(Records from a data collection)
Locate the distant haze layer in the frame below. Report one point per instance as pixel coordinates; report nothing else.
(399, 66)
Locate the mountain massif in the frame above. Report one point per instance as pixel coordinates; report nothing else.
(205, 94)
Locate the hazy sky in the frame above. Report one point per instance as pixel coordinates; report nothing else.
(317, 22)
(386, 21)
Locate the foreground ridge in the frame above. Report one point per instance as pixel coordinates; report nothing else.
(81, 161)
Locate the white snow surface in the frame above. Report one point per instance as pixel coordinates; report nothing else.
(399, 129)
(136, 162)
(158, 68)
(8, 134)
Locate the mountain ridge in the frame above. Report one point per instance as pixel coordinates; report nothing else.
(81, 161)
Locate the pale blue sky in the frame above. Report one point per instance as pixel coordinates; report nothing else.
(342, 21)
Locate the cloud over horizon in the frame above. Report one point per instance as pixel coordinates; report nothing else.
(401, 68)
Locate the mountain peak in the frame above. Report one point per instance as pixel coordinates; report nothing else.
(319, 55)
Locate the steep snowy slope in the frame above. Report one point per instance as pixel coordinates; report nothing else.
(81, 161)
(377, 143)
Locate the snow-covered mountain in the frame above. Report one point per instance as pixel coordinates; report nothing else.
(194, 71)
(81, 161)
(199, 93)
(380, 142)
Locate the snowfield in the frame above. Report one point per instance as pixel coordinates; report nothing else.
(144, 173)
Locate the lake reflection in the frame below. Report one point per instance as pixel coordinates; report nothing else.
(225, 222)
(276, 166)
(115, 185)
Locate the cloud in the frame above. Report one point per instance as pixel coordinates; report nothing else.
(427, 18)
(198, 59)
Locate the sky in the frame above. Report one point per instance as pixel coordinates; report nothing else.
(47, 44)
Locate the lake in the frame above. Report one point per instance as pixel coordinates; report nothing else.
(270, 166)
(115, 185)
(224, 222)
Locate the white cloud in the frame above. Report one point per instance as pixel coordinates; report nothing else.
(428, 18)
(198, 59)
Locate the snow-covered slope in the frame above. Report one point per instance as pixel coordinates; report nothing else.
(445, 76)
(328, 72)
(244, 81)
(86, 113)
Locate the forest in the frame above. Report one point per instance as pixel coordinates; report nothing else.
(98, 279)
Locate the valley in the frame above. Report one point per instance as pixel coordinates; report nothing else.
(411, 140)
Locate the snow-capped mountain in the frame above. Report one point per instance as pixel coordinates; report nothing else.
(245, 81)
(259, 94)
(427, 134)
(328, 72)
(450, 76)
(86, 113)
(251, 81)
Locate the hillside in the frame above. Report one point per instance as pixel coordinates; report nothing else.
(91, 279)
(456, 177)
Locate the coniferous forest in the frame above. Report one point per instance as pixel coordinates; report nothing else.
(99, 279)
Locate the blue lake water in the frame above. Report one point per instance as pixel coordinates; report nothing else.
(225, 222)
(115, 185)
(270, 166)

Problem to solve: Transcribe the material above in its entirety. Match it exactly.

Answer for this exercise:
Locate the distant haze layer in the frame below. Report one point per instance as pixel coordinates; report nothing else.
(399, 66)
Locate the mountain massif in the frame above. Report one point per instance as pixel coordinates; report nothing else.
(205, 94)
Locate the hazy sky in the frame above. Report one point per instance as pixel coordinates; report nothing else.
(317, 22)
(386, 21)
Locate the foreground ridge in the frame above. Report one point per instance as pixel coordinates; report nothing else.
(81, 161)
Locate the white snow surface in the frame above. Report one point per instance as pixel coordinates; report nothing else.
(399, 129)
(136, 162)
(158, 68)
(8, 134)
Locate the mountain ridge in the frame above. Report one point per instance as pixel coordinates; report nothing else.
(81, 161)
Locate the pale blue sky in the frame above. Report one point per instance as pixel coordinates; report nothing else.
(342, 21)
Locate the cloud over horizon in the frame above. Report one point per instance as pixel coordinates; report nothing else.
(401, 68)
Locate the mountain peak in the frame above. Report one point per instance as pixel coordinates; report nothing else.
(319, 55)
Locate the steep snowy slope in the frame above. Report one point per instance as pixel coordinates; report nothing else.
(81, 161)
(377, 143)
Locate the snow-covered mountain in the frame above. Report one point per instance as pixel coordinates; report nothing else.
(194, 71)
(81, 161)
(199, 93)
(380, 142)
Locate the snowfield in the frame above. Report one point per instance as pixel coordinates; report nothing else.
(144, 173)
Locate the lake reflection in the frame below. Report one point per instance as pixel coordinates; report nothing else.
(225, 222)
(276, 166)
(115, 185)
Locate the cloud in the frame above. Report one point per instance as pixel coordinates; report nothing else.
(427, 18)
(198, 59)
Locate the sky in the frame above. Report one point per instance as pixel coordinates; report nothing else.
(47, 44)
Locate the lake in the frame above. Report one point per instance as pixel coordinates; report nothing else.
(270, 166)
(115, 185)
(224, 222)
Locate the white cloud in the frame above. Report one point per instance as pixel coordinates; report nothing else.
(428, 18)
(198, 59)
Locate the snow-covered slope in the frame above. Report one point per instance as pixel coordinates; report nothing else.
(445, 76)
(328, 72)
(244, 81)
(86, 113)
Locate the forest in the frame above. Report one point per instance as pixel coordinates; report nothing else.
(98, 279)
Locate the valley in the frame above. Report one point per instance as pixel coordinates; report nothing else.
(411, 140)
Locate the snow-capped mountain in the frame above. Report one point per instance as pixel coordinates; report nothing else.
(245, 81)
(259, 94)
(427, 134)
(328, 72)
(450, 76)
(86, 113)
(251, 81)
Locate the hillside in the frame above. Report one point per instance as pixel coordinates; report nothing else.
(91, 279)
(456, 177)
Locate the coniferous forest in the frame above. Report one point per instance as pixel coordinates; report nothing else.
(99, 279)
Locate the blue lake water in the frame above. Report one point per instance as pixel coordinates; report nothing else.
(225, 222)
(115, 185)
(270, 166)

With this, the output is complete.